In the entries that follow, say how many lines contain the string "helmet". Give no other words.

---*---

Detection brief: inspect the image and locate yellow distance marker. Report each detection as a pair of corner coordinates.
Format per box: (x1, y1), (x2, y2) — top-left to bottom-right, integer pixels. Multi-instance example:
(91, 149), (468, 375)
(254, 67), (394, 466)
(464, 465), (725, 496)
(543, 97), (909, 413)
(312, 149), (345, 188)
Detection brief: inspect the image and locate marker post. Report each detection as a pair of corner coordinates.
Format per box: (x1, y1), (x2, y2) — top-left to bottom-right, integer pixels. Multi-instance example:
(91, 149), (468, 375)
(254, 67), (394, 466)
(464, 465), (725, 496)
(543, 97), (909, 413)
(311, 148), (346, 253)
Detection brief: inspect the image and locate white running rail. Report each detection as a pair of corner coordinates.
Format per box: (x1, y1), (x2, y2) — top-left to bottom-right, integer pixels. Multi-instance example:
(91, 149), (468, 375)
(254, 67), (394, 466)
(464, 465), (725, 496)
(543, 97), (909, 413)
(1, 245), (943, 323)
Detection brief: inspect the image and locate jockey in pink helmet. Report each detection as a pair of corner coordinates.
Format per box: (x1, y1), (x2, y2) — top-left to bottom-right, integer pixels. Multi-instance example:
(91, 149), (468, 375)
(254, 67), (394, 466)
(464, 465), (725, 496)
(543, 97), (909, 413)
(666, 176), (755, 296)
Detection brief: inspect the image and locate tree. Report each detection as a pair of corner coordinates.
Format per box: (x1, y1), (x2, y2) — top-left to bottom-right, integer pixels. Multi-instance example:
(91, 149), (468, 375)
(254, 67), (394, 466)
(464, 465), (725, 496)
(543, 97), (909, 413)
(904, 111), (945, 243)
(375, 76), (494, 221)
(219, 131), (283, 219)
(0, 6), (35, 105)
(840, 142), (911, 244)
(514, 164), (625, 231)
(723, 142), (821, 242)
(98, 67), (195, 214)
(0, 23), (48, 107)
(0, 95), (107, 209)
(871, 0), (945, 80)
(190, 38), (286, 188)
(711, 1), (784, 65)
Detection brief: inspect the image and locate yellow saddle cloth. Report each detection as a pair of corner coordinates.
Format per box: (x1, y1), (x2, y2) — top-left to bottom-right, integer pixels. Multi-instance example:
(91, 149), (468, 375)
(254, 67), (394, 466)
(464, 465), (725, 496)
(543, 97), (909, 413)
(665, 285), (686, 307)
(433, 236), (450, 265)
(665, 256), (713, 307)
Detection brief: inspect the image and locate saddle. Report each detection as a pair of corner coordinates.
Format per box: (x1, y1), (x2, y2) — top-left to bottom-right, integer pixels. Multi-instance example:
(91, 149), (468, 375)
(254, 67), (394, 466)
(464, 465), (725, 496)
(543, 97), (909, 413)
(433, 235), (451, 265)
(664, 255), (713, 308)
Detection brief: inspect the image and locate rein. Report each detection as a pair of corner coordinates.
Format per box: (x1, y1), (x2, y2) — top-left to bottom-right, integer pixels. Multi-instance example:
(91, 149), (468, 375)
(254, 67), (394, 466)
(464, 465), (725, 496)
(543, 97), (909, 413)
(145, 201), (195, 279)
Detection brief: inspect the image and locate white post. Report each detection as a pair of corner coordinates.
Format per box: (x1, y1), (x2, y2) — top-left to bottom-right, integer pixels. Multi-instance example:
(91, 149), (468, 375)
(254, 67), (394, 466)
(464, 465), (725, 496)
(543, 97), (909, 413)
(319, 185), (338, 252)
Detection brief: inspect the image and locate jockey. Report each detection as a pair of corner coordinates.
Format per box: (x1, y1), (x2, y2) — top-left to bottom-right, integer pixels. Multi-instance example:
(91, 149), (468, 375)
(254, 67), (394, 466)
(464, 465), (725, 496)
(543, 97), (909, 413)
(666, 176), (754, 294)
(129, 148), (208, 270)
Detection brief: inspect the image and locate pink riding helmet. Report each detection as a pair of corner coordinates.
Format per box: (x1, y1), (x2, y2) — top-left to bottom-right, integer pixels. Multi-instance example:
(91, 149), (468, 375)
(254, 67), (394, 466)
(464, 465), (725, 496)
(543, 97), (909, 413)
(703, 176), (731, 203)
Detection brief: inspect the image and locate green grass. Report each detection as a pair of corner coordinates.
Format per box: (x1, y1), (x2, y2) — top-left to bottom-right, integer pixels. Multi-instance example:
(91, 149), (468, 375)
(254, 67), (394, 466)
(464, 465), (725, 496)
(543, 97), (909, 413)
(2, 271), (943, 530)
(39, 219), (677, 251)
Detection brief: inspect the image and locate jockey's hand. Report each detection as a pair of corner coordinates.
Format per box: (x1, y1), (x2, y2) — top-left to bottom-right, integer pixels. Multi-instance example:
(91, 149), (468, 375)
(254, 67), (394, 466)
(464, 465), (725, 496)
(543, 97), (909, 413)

---*---

▶ _Answer below_
2